### Work to complete
Starting at the line that contains "Note: for this drill we locate the dirt", reproduce every line through the end of the entries below, with no pictures in the copy.

### Material to process

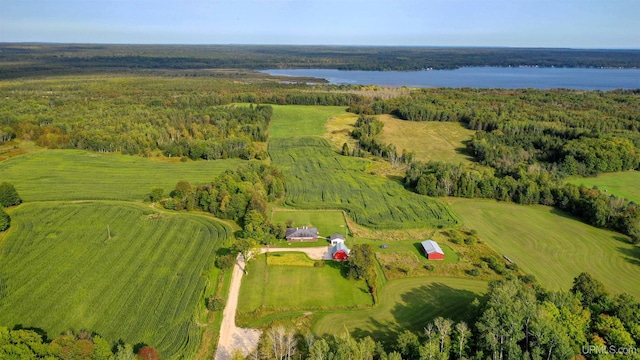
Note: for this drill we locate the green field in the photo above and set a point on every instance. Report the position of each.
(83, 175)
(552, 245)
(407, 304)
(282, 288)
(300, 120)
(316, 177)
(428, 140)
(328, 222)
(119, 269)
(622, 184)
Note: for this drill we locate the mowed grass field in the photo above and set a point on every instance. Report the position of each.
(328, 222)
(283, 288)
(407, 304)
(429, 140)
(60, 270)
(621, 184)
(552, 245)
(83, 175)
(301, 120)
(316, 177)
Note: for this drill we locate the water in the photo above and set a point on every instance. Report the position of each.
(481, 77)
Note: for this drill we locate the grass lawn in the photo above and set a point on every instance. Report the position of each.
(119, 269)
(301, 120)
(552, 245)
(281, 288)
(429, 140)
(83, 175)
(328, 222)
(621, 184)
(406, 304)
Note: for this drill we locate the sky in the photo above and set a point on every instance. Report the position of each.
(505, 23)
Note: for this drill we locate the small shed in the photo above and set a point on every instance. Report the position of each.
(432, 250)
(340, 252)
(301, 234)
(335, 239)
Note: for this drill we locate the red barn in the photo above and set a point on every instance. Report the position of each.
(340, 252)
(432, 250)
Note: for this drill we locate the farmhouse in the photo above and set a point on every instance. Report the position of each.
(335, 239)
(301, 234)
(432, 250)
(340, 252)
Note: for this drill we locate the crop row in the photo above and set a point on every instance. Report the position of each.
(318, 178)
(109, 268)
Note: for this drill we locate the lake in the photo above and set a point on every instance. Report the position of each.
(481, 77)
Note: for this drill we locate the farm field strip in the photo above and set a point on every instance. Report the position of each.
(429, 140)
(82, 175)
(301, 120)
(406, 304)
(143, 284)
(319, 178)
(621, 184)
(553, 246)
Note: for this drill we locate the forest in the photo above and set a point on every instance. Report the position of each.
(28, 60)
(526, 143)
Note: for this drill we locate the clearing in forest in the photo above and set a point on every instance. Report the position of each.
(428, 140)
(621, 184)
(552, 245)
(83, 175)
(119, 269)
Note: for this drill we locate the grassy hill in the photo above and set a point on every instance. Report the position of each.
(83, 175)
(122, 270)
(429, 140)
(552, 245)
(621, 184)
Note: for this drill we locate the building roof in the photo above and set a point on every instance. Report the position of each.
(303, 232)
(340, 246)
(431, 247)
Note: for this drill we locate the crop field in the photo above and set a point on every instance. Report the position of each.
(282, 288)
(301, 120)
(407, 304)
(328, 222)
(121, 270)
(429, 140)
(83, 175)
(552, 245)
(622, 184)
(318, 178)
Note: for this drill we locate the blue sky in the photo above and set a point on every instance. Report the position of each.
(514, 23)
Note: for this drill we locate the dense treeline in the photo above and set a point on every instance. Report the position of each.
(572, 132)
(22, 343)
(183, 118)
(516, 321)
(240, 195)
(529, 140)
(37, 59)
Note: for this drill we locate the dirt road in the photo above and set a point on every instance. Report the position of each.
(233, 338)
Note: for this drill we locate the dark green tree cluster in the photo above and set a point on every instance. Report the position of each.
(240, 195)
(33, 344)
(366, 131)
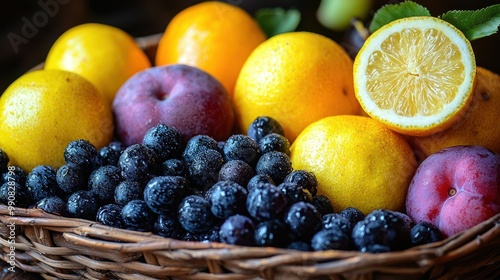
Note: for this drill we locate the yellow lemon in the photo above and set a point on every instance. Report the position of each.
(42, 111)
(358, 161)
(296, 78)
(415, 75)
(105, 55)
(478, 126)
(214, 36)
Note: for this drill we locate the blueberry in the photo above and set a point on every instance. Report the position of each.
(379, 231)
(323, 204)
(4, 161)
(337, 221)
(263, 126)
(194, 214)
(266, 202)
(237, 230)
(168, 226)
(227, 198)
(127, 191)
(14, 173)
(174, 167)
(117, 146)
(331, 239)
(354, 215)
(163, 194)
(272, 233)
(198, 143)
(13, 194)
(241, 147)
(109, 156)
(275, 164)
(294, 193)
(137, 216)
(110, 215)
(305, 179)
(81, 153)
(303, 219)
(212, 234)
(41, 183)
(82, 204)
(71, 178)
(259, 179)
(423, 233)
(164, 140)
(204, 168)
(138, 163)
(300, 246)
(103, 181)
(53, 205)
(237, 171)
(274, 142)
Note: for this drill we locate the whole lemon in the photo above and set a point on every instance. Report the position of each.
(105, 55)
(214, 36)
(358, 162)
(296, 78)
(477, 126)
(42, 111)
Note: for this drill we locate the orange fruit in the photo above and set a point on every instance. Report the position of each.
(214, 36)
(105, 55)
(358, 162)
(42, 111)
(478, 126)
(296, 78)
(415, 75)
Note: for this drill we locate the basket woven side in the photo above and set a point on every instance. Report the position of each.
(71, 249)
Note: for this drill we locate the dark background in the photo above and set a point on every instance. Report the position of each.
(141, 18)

### The reply
Note: for this drill we locate the dirt road in the photo above and set a point on every instance. Report the position of each.
(233, 338)
Note: for this drill we locate the dark green tree cluster in the photo above and set a point on every instance. Report the position of each.
(240, 195)
(33, 344)
(366, 131)
Note: for this drill we locate the yellow lemon in the photo above and set a point on every instance. Report the position of each.
(42, 111)
(358, 161)
(296, 78)
(415, 75)
(105, 55)
(478, 126)
(214, 36)
Note: for this drill we locate the blueberry in the photo above and set a point on every instance. Report the position of each.
(379, 231)
(323, 204)
(4, 161)
(337, 221)
(263, 126)
(194, 214)
(266, 202)
(237, 230)
(168, 226)
(227, 198)
(127, 191)
(14, 173)
(174, 167)
(117, 146)
(331, 239)
(354, 215)
(163, 194)
(272, 233)
(198, 143)
(13, 194)
(241, 147)
(109, 156)
(275, 164)
(294, 193)
(137, 216)
(110, 215)
(305, 179)
(81, 153)
(303, 219)
(212, 234)
(41, 183)
(82, 204)
(71, 178)
(259, 179)
(423, 233)
(164, 140)
(204, 168)
(138, 163)
(300, 246)
(103, 181)
(53, 205)
(237, 171)
(274, 142)
Note: for this drill we locate the whole lemon in the photo above and set a point on every instance. Report the position of each.
(105, 55)
(214, 36)
(358, 162)
(296, 78)
(477, 126)
(42, 111)
Note: for this drill we locate the orange fruit in the photo above and set a point on every instance. Report the position of each.
(214, 36)
(105, 55)
(358, 162)
(42, 111)
(478, 126)
(296, 78)
(415, 75)
Note: for this drill we locate the basket woven side in the photo above and set a point on every instance. Report the position of each.
(71, 249)
Note: for this drill we locate the dark background in the photo above and set a point on every instance. Report the position of each.
(141, 18)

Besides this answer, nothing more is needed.